*GOAL*:
Can you copy every one of the rows below word for word, without changing anything?
------
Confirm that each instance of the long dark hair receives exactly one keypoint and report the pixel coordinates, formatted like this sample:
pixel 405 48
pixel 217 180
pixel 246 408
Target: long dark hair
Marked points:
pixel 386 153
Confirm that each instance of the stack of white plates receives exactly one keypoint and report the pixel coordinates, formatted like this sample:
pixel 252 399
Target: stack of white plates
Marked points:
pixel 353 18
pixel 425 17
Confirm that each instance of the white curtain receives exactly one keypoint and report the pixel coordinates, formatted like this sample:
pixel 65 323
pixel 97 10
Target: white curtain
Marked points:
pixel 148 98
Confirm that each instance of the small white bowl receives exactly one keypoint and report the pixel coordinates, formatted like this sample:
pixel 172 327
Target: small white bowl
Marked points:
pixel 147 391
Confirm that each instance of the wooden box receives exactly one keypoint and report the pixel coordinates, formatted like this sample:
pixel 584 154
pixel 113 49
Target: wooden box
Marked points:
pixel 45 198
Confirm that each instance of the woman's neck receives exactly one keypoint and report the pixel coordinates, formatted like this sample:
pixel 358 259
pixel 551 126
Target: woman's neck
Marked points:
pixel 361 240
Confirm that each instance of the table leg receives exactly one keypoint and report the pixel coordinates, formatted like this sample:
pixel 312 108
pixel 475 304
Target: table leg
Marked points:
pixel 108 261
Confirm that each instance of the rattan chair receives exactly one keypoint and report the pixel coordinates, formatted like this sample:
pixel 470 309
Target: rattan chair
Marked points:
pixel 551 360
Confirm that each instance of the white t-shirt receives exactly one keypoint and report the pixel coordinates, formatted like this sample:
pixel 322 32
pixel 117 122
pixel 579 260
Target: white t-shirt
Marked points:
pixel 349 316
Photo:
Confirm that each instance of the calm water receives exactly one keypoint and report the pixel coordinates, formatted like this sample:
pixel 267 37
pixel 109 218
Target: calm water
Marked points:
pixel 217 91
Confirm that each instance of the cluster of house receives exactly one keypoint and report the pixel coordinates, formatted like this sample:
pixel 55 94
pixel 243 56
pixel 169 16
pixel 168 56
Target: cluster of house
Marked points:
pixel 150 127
------
*OUTPUT OF THE TASK*:
Confirm that each instance of the long dark hair receives exactly one keypoint and report the pixel coordinates, formatted like this sample:
pixel 405 48
pixel 217 180
pixel 246 408
Target: long dark hair
Marked points:
pixel 386 153
Confirm that each instance of the stack of white plates receives exactly one keypoint and report the pixel coordinates, formatted like this sample:
pixel 252 399
Target: stack of white plates
Marked points:
pixel 353 18
pixel 425 17
Confirm that each instance of the white curtain receives exactly one keypoint and report the pixel coordinates, formatted like this sample:
pixel 65 323
pixel 97 10
Target: white curtain
Marked points:
pixel 148 98
Confirm that each instance of the small white bowl receives exactly one keypoint and report the pixel coordinates, formatted like this sample:
pixel 172 327
Target: small white bowl
Marked points:
pixel 147 391
Confirm that each instance of the wooden box receives exactly one keypoint and report the pixel coordinates, formatted like this sample:
pixel 584 154
pixel 113 49
Target: wooden box
Marked points:
pixel 45 198
Confirm that each instance of the woman's neck receives exactly one keypoint and report the pixel coordinates, formatted like this sample:
pixel 358 259
pixel 551 126
Target: woman's neck
Marked points:
pixel 361 240
Confirm that each instance of the table leg receives exactly one keypoint and report the pixel coordinates, formatted like this sample:
pixel 312 108
pixel 475 304
Target: table leg
Marked points:
pixel 108 261
Confirm that each instance of the rattan chair receives exactly one keypoint and report the pixel coordinates, formatted like this sample:
pixel 470 309
Target: rattan chair
Marked points:
pixel 551 360
Confirm that each instance of the white t-shirt receives exactly one keypoint and report the pixel coordinates, formatted like this sample:
pixel 322 32
pixel 117 122
pixel 579 260
Target: white t-shirt
Marked points:
pixel 349 316
Photo:
Confirm that each instance of the calm water receives exactly one keypoint and report the pixel coordinates, formatted like this sample:
pixel 267 37
pixel 109 218
Target: calm water
Marked points:
pixel 217 91
Confirm that each instance of the cluster of house receives exactly one keypoint and report the pixel coordinates, formatted like this sample:
pixel 55 94
pixel 243 56
pixel 169 16
pixel 168 56
Target: cluster of house
Marked points:
pixel 150 127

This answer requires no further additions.